- Written exercise
Any pictures in the records below should be skipped; write out everything else exactly.

━━━━━━

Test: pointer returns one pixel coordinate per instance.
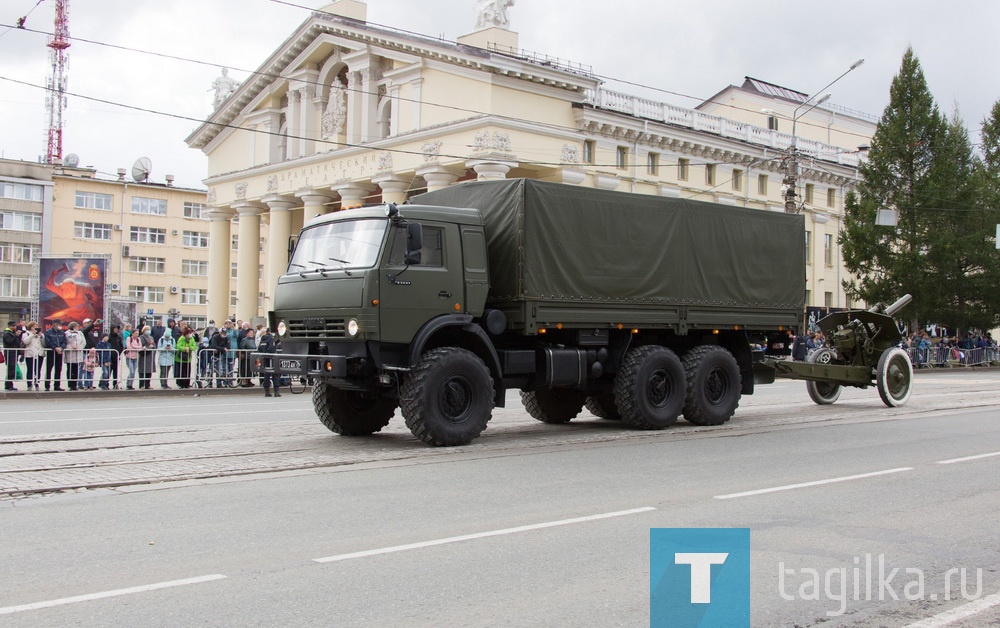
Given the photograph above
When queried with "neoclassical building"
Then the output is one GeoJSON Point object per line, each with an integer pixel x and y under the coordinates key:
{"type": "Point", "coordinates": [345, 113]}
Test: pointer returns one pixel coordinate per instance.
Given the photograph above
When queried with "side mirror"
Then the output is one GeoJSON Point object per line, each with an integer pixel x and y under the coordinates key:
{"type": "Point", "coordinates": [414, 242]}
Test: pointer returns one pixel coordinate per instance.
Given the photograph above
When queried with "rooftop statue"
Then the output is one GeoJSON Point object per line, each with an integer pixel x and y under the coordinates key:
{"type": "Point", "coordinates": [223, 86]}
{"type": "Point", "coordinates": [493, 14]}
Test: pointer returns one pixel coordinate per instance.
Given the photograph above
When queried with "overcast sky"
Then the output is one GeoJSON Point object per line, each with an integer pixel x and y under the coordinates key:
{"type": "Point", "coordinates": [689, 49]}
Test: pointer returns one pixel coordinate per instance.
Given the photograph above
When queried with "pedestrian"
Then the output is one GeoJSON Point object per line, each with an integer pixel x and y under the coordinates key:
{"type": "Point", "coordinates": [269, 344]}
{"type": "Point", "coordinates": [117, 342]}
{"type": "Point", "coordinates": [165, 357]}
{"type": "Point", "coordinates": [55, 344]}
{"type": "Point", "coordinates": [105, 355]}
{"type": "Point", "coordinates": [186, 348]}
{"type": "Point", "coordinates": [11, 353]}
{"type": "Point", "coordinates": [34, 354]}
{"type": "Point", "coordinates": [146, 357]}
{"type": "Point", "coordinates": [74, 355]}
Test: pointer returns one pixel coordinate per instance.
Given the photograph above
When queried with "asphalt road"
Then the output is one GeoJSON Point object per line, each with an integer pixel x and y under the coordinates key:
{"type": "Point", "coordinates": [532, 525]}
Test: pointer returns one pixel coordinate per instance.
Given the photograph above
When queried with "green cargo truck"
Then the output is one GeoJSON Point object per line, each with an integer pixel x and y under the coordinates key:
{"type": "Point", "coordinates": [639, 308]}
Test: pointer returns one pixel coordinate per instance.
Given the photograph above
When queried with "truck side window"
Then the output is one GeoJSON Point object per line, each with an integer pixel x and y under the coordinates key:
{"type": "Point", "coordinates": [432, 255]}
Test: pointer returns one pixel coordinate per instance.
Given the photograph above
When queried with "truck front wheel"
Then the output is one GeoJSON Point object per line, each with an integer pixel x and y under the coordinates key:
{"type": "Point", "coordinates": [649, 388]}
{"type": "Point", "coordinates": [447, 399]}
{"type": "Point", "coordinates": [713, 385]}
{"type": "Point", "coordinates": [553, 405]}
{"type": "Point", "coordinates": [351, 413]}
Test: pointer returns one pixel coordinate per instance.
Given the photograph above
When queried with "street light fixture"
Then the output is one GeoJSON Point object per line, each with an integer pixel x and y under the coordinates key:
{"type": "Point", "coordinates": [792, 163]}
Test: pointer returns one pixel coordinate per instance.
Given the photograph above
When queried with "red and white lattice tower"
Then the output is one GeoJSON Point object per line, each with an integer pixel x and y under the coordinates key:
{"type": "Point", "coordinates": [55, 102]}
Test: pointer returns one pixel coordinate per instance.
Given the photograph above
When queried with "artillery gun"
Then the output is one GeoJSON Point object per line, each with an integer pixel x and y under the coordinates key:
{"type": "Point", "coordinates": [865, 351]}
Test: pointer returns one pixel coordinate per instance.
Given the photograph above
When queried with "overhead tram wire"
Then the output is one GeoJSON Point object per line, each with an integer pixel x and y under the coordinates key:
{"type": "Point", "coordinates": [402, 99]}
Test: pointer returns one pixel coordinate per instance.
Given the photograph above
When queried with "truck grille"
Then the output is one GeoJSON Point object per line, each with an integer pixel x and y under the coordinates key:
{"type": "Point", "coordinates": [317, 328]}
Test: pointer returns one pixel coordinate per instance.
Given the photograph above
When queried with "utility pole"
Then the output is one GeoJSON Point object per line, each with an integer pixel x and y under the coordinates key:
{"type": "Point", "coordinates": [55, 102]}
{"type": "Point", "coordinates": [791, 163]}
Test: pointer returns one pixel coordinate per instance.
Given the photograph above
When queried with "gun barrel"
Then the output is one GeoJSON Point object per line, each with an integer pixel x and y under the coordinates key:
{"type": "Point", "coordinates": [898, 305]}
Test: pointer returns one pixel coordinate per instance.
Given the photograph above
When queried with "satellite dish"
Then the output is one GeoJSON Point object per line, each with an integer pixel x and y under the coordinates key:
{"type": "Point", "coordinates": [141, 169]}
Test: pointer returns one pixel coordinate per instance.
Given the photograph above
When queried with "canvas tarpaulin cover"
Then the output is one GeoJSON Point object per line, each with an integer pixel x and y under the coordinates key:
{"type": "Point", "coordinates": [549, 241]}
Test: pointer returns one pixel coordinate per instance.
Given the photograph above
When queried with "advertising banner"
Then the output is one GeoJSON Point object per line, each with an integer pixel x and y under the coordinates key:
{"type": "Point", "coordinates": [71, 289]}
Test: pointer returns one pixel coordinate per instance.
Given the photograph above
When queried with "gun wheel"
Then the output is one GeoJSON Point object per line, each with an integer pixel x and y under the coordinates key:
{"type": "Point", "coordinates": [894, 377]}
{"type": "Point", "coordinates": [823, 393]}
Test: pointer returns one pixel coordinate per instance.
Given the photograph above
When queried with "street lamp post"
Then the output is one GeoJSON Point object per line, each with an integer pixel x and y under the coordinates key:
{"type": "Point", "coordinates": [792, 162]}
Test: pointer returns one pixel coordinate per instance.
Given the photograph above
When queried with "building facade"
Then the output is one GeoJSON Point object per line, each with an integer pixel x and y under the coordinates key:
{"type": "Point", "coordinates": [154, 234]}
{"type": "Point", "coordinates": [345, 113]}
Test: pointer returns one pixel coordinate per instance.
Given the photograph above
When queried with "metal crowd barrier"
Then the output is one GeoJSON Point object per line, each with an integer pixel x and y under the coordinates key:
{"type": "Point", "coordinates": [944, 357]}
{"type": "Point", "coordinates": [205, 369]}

━━━━━━

- Reply to the exercise
Test: pointer returns one pixel coordinate per instance.
Given the photograph above
When queried with "neoclassical building"
Then the output is one GeoJSON Point object per line, each with an integer pixel x and y under the coordinates key:
{"type": "Point", "coordinates": [345, 113]}
Test: pointer returns one pixel coordinate per instance.
Given the photograph above
When queried with "side mirror"
Then the output is one GeoJSON Point object per line, each with an integer pixel x and y under the coordinates key:
{"type": "Point", "coordinates": [414, 242]}
Test: pointer returns one pixel coordinate per instance.
Given the photograph above
When queried with "rooftop statue"
Then the output is one GeoJSON Point object per line, each with an integer pixel x and y under the coordinates key:
{"type": "Point", "coordinates": [223, 86]}
{"type": "Point", "coordinates": [493, 14]}
Test: pointer returns one pixel coordinate per instance.
Given the photograph above
When queried with "overcast sky"
Then the output is one GeoJSON Point object per line, each with an integer pixel x and y under the coordinates key:
{"type": "Point", "coordinates": [689, 49]}
Test: pointer returns one pixel coordinate per instance.
Given the photograph above
When queried with "pedestrian"
Then the output is one GeoJSON Point object per line, each with an integer pixel x and y under the coordinates key:
{"type": "Point", "coordinates": [269, 344]}
{"type": "Point", "coordinates": [117, 342]}
{"type": "Point", "coordinates": [165, 357]}
{"type": "Point", "coordinates": [55, 344]}
{"type": "Point", "coordinates": [105, 355]}
{"type": "Point", "coordinates": [186, 348]}
{"type": "Point", "coordinates": [11, 353]}
{"type": "Point", "coordinates": [34, 354]}
{"type": "Point", "coordinates": [146, 357]}
{"type": "Point", "coordinates": [74, 355]}
Test: pointer returns one pixel coordinate per instance.
Given the photograph above
When queried with "asphalt road"
Then the output is one GeoJSON Point object per line, each with an integer pixel x and y under the coordinates key:
{"type": "Point", "coordinates": [532, 525]}
Test: pointer returns one pixel coordinate per instance.
Given the photograph above
When queried with "green cargo truck"
Then the output is one GeoJSON Point object per line, each with an integer pixel x and y under the coordinates key:
{"type": "Point", "coordinates": [639, 308]}
Test: pointer returns one pixel coordinate per instance.
Given the photograph above
When queried with "truck side window"
Then the output is one GeoJSON Point object per line, each with an integer pixel x and y under the coordinates key:
{"type": "Point", "coordinates": [432, 255]}
Test: pointer returns one pixel coordinate per instance.
Given the photograph above
When queried with "truck front wheel"
Then the output is one GeoJSON Point object per line, each with an integer pixel x and y under the coordinates key:
{"type": "Point", "coordinates": [649, 388]}
{"type": "Point", "coordinates": [447, 399]}
{"type": "Point", "coordinates": [713, 385]}
{"type": "Point", "coordinates": [553, 405]}
{"type": "Point", "coordinates": [351, 413]}
Test: pointer returns one pixel coordinate per instance.
Given the photograph above
When queried with "street light fixture"
Then the output is one GeoJSON Point object per line, each with an integer pixel x and y under the coordinates key:
{"type": "Point", "coordinates": [792, 163]}
Test: pointer returns one pixel coordinate per instance.
Given the photograph above
When queried with "red and white lattice tower"
Then the output is one GeoJSON Point object per line, each with an integer pixel x and y under the coordinates key:
{"type": "Point", "coordinates": [55, 102]}
Test: pointer returns one pixel coordinate per instance.
Given the photograph above
When queried with "artillery gun"
Then the output is one GeoJSON Point object per line, each with an integer pixel x and y under the coordinates key:
{"type": "Point", "coordinates": [865, 351]}
Test: pointer returns one pixel coordinate per instance.
Given the photograph above
When queried with "overhead tram wire"
Then the output is one GeoJSON Point object per line, each with an integer pixel x and y under the coordinates key:
{"type": "Point", "coordinates": [402, 99]}
Test: pointer returns one pixel coordinate per instance.
Given the photograph above
When queried with "truck grille"
Then the output is one GeoJSON Point object per line, each with an integer pixel x and y under the coordinates key:
{"type": "Point", "coordinates": [317, 328]}
Test: pointer returns one pixel coordinate per instance.
Given the photograph above
When queried with "utility pole"
Then the output is one GeoJSON Point object per line, each with an integer pixel x and y under the coordinates key:
{"type": "Point", "coordinates": [55, 102]}
{"type": "Point", "coordinates": [791, 163]}
Test: pointer returns one pixel coordinate per instance.
Given the photograph above
When queried with "gun barrel"
Then the output is one GeoJSON Point object per line, each with an integer pixel x and y under the coordinates key:
{"type": "Point", "coordinates": [898, 305]}
Test: pointer returns one pixel coordinate per instance.
Given the photograph above
When queried with "satellite dish"
Then the output is one GeoJSON Point object per line, each with an integer pixel x and y under the coordinates key:
{"type": "Point", "coordinates": [141, 169]}
Test: pointer returns one pixel coordinate per instance.
Given the photograph above
When queried with "canvas tarpaulin cover"
Then the output is one GeoJSON Point object per line, each with an integer pixel x and y under the coordinates key:
{"type": "Point", "coordinates": [549, 241]}
Test: pointer returns one pixel coordinate per instance.
Given the photograph above
When queried with "advertising banner"
Then the output is one GeoJSON Point object per line, each with an integer pixel x and y under the coordinates key:
{"type": "Point", "coordinates": [71, 289]}
Test: pointer returns one pixel coordinate per instance.
Given the photograph above
When queried with "gun wheel"
Then the output is one GeoJSON Point object per line, each with an integer pixel x and y under the coordinates key:
{"type": "Point", "coordinates": [894, 377]}
{"type": "Point", "coordinates": [823, 393]}
Test: pointer returns one pixel coordinate per instance.
Given the photograph above
When queried with "street lamp post"
Then the output is one GeoJSON Point object per line, each with an integer pixel x and y under the coordinates key:
{"type": "Point", "coordinates": [792, 162]}
Test: pointer returns one pixel coordinate per instance.
Given the photograph above
When queried with "building facade"
Then the output is one GeoJSON Point object per line, each with an integer pixel x and y under the coordinates key:
{"type": "Point", "coordinates": [154, 234]}
{"type": "Point", "coordinates": [345, 113]}
Test: pointer returns one pixel coordinate per instance.
Given the photograph above
When queried with "metal crowd barrier"
Then the output is one GeoJSON Point object per line, each with an integer pixel x and y under the coordinates key:
{"type": "Point", "coordinates": [944, 357]}
{"type": "Point", "coordinates": [205, 369]}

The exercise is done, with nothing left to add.